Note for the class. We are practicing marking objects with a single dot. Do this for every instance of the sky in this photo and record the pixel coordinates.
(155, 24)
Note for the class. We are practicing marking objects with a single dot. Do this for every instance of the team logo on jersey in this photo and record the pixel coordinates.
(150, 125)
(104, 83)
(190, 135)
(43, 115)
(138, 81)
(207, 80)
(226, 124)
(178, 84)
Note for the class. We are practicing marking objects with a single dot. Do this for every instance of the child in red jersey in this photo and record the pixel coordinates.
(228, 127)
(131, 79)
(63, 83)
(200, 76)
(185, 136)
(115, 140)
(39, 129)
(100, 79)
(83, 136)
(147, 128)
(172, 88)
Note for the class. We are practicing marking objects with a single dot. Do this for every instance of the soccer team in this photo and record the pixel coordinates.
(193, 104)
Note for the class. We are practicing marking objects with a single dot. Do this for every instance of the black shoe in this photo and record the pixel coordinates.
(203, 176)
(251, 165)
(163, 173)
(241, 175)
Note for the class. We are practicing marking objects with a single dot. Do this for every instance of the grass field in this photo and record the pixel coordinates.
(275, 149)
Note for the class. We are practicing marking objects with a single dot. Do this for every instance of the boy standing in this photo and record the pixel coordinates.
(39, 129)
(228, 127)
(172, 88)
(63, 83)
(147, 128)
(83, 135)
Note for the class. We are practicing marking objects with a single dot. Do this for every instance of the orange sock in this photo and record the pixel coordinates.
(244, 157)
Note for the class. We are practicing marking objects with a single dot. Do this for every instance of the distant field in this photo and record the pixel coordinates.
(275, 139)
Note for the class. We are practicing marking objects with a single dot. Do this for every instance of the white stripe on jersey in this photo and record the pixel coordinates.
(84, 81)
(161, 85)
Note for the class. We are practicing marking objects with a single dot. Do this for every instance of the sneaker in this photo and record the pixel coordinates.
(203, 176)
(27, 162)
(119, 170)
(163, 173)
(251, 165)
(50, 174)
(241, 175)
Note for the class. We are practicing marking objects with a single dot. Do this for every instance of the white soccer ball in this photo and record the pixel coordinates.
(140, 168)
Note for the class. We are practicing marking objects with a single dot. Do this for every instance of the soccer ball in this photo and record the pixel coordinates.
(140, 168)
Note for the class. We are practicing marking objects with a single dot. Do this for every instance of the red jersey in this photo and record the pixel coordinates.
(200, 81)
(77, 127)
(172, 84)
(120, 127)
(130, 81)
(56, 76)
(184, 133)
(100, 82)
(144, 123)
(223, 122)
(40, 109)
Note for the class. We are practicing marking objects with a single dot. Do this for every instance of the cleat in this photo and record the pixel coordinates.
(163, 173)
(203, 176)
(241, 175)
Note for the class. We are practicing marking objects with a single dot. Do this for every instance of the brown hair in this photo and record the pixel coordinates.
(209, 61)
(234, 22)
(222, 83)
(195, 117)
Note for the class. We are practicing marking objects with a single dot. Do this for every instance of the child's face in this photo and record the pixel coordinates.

• WHAT THE TASK REQUIRES
All records above must be set down exactly, please.

• TASK ANSWER
Note for the class. We are practicing marking objects with a single dot. Do this for every instance of the sky in this photo and record the pixel coordinates.
(155, 24)
Note for the class. We are practicing marking objects with a single dot. Do this for every instance of the team logo on jersey in this photo and record the pixel coordinates.
(150, 125)
(104, 83)
(190, 135)
(43, 115)
(138, 81)
(207, 80)
(226, 124)
(178, 84)
Note for the class. We are practicing marking objects with a single dot. Do this for every instance of the child in red jersey in this photo and record the pixel coordinates.
(228, 127)
(131, 79)
(63, 83)
(200, 76)
(185, 136)
(115, 140)
(39, 129)
(100, 79)
(83, 136)
(147, 128)
(172, 88)
Note for the class. We are practicing marking objects with a single dot. Do this for every instance of the soccer team in this photo and record the pixel coordinates.
(193, 104)
Note for the class. We are practicing marking objects with a single dot. Do this for every instance of the black shoe in this photo and record the pixel coordinates.
(203, 176)
(251, 165)
(163, 173)
(241, 175)
Note for the class. We are practicing marking objects with a single dot. Do this for every instance of the grass field in this photo and record the pixel coordinates.
(275, 149)
Note for the class. We are practicing marking objects with a single dot. Do this for every instance of the boy standing in this photo and record the pixel coordinates.
(39, 129)
(228, 127)
(172, 88)
(63, 83)
(147, 128)
(83, 135)
Note for the class. We are practicing marking objects with a single dot. Do this for every instance of the orange sock in this photo and record the pixel coordinates.
(244, 157)
Note for the class. We are practicing marking objects with a single dot. Do this for every instance of the distant field in this photo and record the pixel coordinates.
(275, 139)
Note for the class. We are practicing marking objects with a single dot. Do this for every instance of the white stripe on jersey in this photo and record the pixel coordinates.
(84, 81)
(161, 85)
Note for the class. We are practicing marking objects with a single dot. Do this for every instance of the sneaker in this photo and record the pixel coordinates.
(203, 176)
(27, 162)
(119, 170)
(163, 173)
(251, 165)
(50, 174)
(241, 175)
Note for the class. We are practicing marking objects with a single dot. Do this for every instance of the white soccer ball in this photo and record the pixel coordinates.
(140, 168)
Note for the class. We are practicing marking objects with a single dot. Do this for every instance of the soccer ball in this photo and record the pixel coordinates.
(140, 168)
Note for the class. We are practicing marking objects with a single dot. Do this for every instance of the red jersey in this photo and record the pixel coordinates.
(200, 81)
(77, 127)
(172, 84)
(120, 127)
(130, 81)
(56, 76)
(184, 133)
(100, 82)
(144, 123)
(223, 122)
(40, 109)
Note for the class. We are practicing marking objects with a single dot. Do this for every instance of the cleat in this photo and record the pixel coordinates.
(163, 173)
(203, 176)
(241, 175)
Note for the class. We are practicing marking objects with a single dot. Do this for every instance of the brown hair in this photo and record the pixel coordinates.
(209, 61)
(234, 22)
(222, 83)
(195, 117)
Note for the class. We are practicing marking objects with a single dot. Do this for every instance of the child's face in this photo and record the pixel coordinates.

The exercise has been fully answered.